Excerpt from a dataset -
-------------------------
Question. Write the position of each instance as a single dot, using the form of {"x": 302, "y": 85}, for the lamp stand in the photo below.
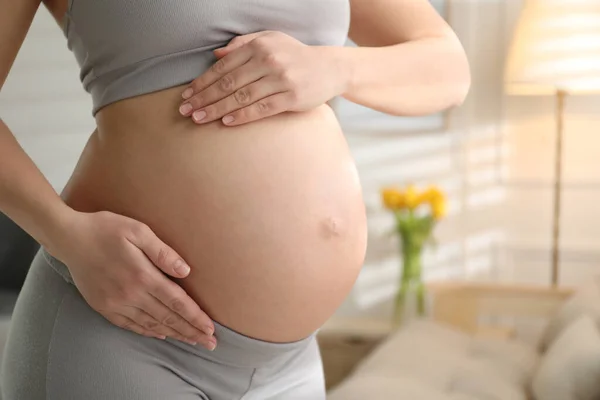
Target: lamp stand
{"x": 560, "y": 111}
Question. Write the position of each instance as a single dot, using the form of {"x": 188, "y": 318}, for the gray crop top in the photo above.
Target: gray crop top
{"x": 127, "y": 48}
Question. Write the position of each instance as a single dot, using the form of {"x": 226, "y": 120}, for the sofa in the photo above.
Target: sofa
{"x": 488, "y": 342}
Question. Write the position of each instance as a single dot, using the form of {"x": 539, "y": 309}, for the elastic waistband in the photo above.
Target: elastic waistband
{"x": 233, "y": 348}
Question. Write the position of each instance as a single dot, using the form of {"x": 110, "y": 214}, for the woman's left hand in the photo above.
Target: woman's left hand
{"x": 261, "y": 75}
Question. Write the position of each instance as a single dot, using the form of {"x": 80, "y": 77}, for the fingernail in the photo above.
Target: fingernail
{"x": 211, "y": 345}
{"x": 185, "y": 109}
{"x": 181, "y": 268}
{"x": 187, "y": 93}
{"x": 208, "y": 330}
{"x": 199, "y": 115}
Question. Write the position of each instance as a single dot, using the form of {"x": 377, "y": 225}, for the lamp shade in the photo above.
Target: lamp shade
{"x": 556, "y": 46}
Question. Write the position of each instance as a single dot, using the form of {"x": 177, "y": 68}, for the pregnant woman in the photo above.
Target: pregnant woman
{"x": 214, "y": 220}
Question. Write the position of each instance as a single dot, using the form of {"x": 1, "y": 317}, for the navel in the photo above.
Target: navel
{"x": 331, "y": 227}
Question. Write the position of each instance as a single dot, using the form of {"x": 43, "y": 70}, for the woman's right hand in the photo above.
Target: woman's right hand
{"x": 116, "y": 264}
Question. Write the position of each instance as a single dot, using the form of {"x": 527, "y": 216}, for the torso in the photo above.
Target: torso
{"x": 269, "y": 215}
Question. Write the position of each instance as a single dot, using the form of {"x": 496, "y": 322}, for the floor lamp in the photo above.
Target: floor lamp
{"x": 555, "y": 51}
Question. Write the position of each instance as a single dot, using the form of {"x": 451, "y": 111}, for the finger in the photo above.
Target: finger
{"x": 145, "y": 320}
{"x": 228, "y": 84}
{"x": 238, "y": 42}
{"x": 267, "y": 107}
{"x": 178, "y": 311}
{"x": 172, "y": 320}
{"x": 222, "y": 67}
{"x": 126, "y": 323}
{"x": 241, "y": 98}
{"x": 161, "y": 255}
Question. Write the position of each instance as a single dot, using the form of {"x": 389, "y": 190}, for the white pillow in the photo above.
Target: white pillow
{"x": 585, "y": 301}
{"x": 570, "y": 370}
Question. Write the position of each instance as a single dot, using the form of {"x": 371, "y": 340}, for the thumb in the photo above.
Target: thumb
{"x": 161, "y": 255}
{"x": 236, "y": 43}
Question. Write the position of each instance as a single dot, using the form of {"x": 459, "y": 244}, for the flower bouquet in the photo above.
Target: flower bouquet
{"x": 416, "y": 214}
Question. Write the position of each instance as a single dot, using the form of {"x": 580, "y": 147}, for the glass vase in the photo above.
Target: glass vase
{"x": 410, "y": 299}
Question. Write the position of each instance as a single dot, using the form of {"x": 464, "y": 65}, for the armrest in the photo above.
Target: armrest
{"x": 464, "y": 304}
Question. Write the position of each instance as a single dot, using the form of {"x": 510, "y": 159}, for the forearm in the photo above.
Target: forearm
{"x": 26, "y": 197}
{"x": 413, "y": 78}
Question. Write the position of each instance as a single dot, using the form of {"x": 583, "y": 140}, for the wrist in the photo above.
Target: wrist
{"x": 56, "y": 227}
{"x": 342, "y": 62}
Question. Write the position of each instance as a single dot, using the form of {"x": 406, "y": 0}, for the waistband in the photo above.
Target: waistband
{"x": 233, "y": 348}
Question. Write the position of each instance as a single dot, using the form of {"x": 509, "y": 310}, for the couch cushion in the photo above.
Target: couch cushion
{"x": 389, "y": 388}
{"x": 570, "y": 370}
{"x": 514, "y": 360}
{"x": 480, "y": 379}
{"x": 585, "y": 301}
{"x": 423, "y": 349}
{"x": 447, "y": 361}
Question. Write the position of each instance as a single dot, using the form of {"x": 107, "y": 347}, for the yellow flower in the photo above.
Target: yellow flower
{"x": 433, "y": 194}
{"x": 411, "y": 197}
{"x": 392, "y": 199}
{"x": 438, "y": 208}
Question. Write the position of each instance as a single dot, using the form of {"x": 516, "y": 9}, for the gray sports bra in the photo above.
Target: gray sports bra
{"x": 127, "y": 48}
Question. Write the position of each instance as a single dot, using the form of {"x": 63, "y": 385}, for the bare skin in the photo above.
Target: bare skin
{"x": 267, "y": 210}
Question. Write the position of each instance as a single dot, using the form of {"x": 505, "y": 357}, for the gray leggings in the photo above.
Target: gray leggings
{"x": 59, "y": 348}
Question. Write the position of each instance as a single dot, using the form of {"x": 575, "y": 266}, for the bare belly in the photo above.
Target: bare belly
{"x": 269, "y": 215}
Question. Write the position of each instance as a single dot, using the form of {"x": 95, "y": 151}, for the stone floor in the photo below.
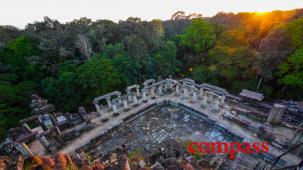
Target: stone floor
-------------------------
Quote all the lines above exactly as given. Do not include the pictures.

Result -
Question. Write the position of each instance as a single dot, using the form of {"x": 302, "y": 85}, for the lamp stand in the photo below.
Target: lamp stand
{"x": 560, "y": 111}
Question. Write the position of each instance as a single dot, using the form of {"x": 188, "y": 318}, for the gray crop top in the photo above.
Target: gray crop top
{"x": 127, "y": 48}
Question. Write the position of each instance as a single dot, using the form of {"x": 226, "y": 120}, for the sofa in the photo above.
Target: sofa
{"x": 488, "y": 342}
Question. Write the position of each instance as a single dot, using the form of {"x": 539, "y": 309}, for the elastic waistband in the photo above.
Target: elastic waistband
{"x": 233, "y": 348}
Question. Write the position of each instance as a single dot, using the form of {"x": 110, "y": 214}, for the woman's left hand in the photo above.
Target: woman's left hand
{"x": 261, "y": 75}
Question. Write the position of each instance as a single dot, using the form of {"x": 80, "y": 77}, for the fingernail in the photo above.
Target: fingernail
{"x": 211, "y": 345}
{"x": 185, "y": 109}
{"x": 181, "y": 268}
{"x": 187, "y": 93}
{"x": 208, "y": 330}
{"x": 199, "y": 115}
Question. Write the position of each instance as a single dot, using the form of {"x": 377, "y": 225}, for the lamp shade in the photo above.
Target: lamp shade
{"x": 556, "y": 46}
Question. Write the position of each instance as a single dot, using the form of {"x": 177, "y": 68}, for the pregnant woman in the photo above.
Target: pregnant woman
{"x": 214, "y": 220}
Question. Write the position of each instance as a single dot, using the form of {"x": 1, "y": 317}, for the navel in the photo above.
Target: navel
{"x": 331, "y": 227}
Question. Write the position of each instance as a single dot, using the form of {"x": 43, "y": 70}, for the woman's right hand in the photo above.
Target: woman's right hand
{"x": 116, "y": 264}
Question. Write the position of each instance as a single dot, using the form of {"x": 527, "y": 216}, for the torso in the photo above.
Target: torso
{"x": 269, "y": 215}
Question. Write the position of each instance as a single dot, using the form of {"x": 496, "y": 322}, for the floor lamp in the photo above.
Target: floor lamp
{"x": 555, "y": 51}
Question. Write the position of each instance as a single dot, using the form of {"x": 451, "y": 111}, for the finger in the photo above.
Target: finger
{"x": 145, "y": 320}
{"x": 228, "y": 84}
{"x": 238, "y": 42}
{"x": 267, "y": 107}
{"x": 178, "y": 311}
{"x": 172, "y": 320}
{"x": 222, "y": 67}
{"x": 126, "y": 323}
{"x": 241, "y": 98}
{"x": 161, "y": 255}
Question. Write the position of each instance as a single dot, using the form of {"x": 389, "y": 190}, for the white pillow in the photo above.
Target: white pillow
{"x": 585, "y": 301}
{"x": 570, "y": 370}
Question. Write the position of each instance as a single dot, using the form of {"x": 371, "y": 340}, for the thumb in the photo above.
Target: thumb
{"x": 161, "y": 255}
{"x": 236, "y": 43}
Question. Write the position of each instance as a single dot, using the form of {"x": 459, "y": 244}, for the flower bouquet in the photo above.
Target: flower bouquet
{"x": 416, "y": 214}
Question. Write the position of each instance as a single dot, using the form of {"x": 580, "y": 147}, for the glass vase in the photo above.
Target: glass vase
{"x": 410, "y": 299}
Question. Write the position of each instance as a single dot, using the form of {"x": 464, "y": 65}, for the armrest in the photo above.
Target: armrest
{"x": 464, "y": 304}
Question. Write the position of each instance as a single dot, using the form of {"x": 510, "y": 159}, for the forearm in the photo above.
Target: forearm
{"x": 26, "y": 197}
{"x": 413, "y": 78}
Question. Write the position of each instance as a single dot, using the form of {"x": 583, "y": 140}, for the wrist in the photo above.
Target: wrist
{"x": 56, "y": 227}
{"x": 342, "y": 62}
Question. Write the position of each instance as a single dot, using the form of {"x": 406, "y": 0}, for the waistband in the photo above.
Target: waistband
{"x": 233, "y": 348}
Question. Write the position of each instance as a single dot, using the form of {"x": 509, "y": 310}, for the couch cushion in the photo above.
Target: couch cushion
{"x": 389, "y": 388}
{"x": 570, "y": 370}
{"x": 514, "y": 360}
{"x": 480, "y": 379}
{"x": 585, "y": 301}
{"x": 423, "y": 349}
{"x": 447, "y": 361}
Question. Write the position of each instance as a single dot, using the form of {"x": 107, "y": 347}, for the yellow flower in the photo above.
Target: yellow flower
{"x": 433, "y": 194}
{"x": 411, "y": 197}
{"x": 392, "y": 199}
{"x": 438, "y": 208}
Question. Write the position of each instance as a single dot, using the form of {"x": 516, "y": 9}, for the gray sports bra in the photo above.
Target: gray sports bra
{"x": 127, "y": 48}
Question. Write the position of each instance as a single dot, using the form of {"x": 63, "y": 385}, for the bare skin in the photo above.
Target: bare skin
{"x": 267, "y": 210}
Question. Write the position of each instance as a single dot, using the form of {"x": 505, "y": 357}, for the gray leggings in the photo above.
Target: gray leggings
{"x": 59, "y": 348}
Question. Write the position of each instance as a single dot, using the form of {"x": 575, "y": 266}, for the bare belly in the photo above.
Target: bare belly
{"x": 269, "y": 215}
Question. Write the position of each instance as a single dot, using the form of {"x": 95, "y": 151}, for the stone floor in the photo below.
Target: stone floor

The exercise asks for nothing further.